(LIST OF TASKS):
1) According to the Cribl and Tenzir comparison, what formats can Cribl lookup files use?
2) Continue the Cribl and Tenzir comparison from the point where it stops.
══ PASSAGE TO READ ══
This section compares how Cribl and Tenzir handle common use cases that we encounter.

Unrolling Arrays

Cribl

  • The unroll function unrolls/explodes an array of objects into individual events.
  • The unroll function can only operate on the string value of an event that has a _raw field.

Tenzir

  • The unroll operator performs the same operation as Cribl's unroll function.
  • The unroll operator can operate on any array in an event.
  • yield performs as similar operation: unroll xs and yield xs[] differ in that the yield operator strips all outer fields and makes the array elements the new top-level event.

Deduplication

Deduplication means removing duplicate events from a stream. Check out our blog post on deduplication that discusses this topic in more depth.

Cribl

Cribl Stream has a Suppress function for deduplicating events.

  • Controls:
    • Key expression: a string that describes a unique key for deduplicating, e.g., ${ip}:${port} refers to fields ip and port.
    • Number to allow: number of events per time period.
    • Suppression period: the interval to suppress events for after the maximum number of allowed events have been seen.
    • Drop suppressed events: flag to control whether events get dropped or enriched with a suppress=1 field.

Cribl Search has a dedup operator.

Tenzir

Tenzir has a deduplicate operator.

  • Controls:
    • Extractors: a list of field names that uniquely identify the event ("key expression").
    • Limit: the number of events to emit per unique key.
    • Timeout: The time that needs to pass until a suppressed event is no longer considered a duplicate. ("suppression period")
    • Distance: The number of events in sequence since the last occurrence of a unique event.

Enrichment

Cribl

  • Lookups are tables usable for enrichment with the lookup function
  • Lookup files can be CSV or GeoIP databases in MMDB format.
  • Changing lookup state must be periodically refreshed by providing a reload interval, which checks the underlying file for changes.
  • For frequently changing data, Cribl recommends the Redis function.

Tenzir

  • Contexts are stateful objects usable for enrichment with the enrich operator.
═══
══ EXCERPTED RECORDS ══
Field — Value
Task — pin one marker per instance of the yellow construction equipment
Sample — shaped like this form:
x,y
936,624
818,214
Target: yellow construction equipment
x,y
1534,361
═══
(ANSWERS FOR EACH ITEM):
1) CSV or GeoIP databases in MMDB format.

2)
  • There exist several context types, such as lookup tables, Bloom filters, GeoIP databases, or user-written C++ plugins.
  • Contexts are not static and limited to CSV or MMDB files; you can add data dynamically from any another pipeline, using the context update operator. In other words, you can use all existing connectors and formats to feed data into a context.
  • When Tenzir lookup tables have CIDR subnets as key, you can perform an enrichment with single IP addresses (using a longest-prefix match). This comes in handy for enriching with a network inventory.
  • Tenzir lookup tables support expiration of entries with per-key timeouts. This makes it possible to automatically expire no-longer-relevant entries, e.g., stale observables. There are two types of timeouts: a create timeout that counts down after an entry is inserted into the table and an update timeout that resets when an entry gets accessed.

Packs vs. Packages

Cribl

  • Packs bundle configurations and workflows for easy deployment.
  • Packs can include routes, pipelines, functions, sample data, and knowledge objects (e.g., lookups, parsers, schemas).
  • Cribl hosts various packs at the Packs Dispensary.

Tenzir

  • A library is a set of packages.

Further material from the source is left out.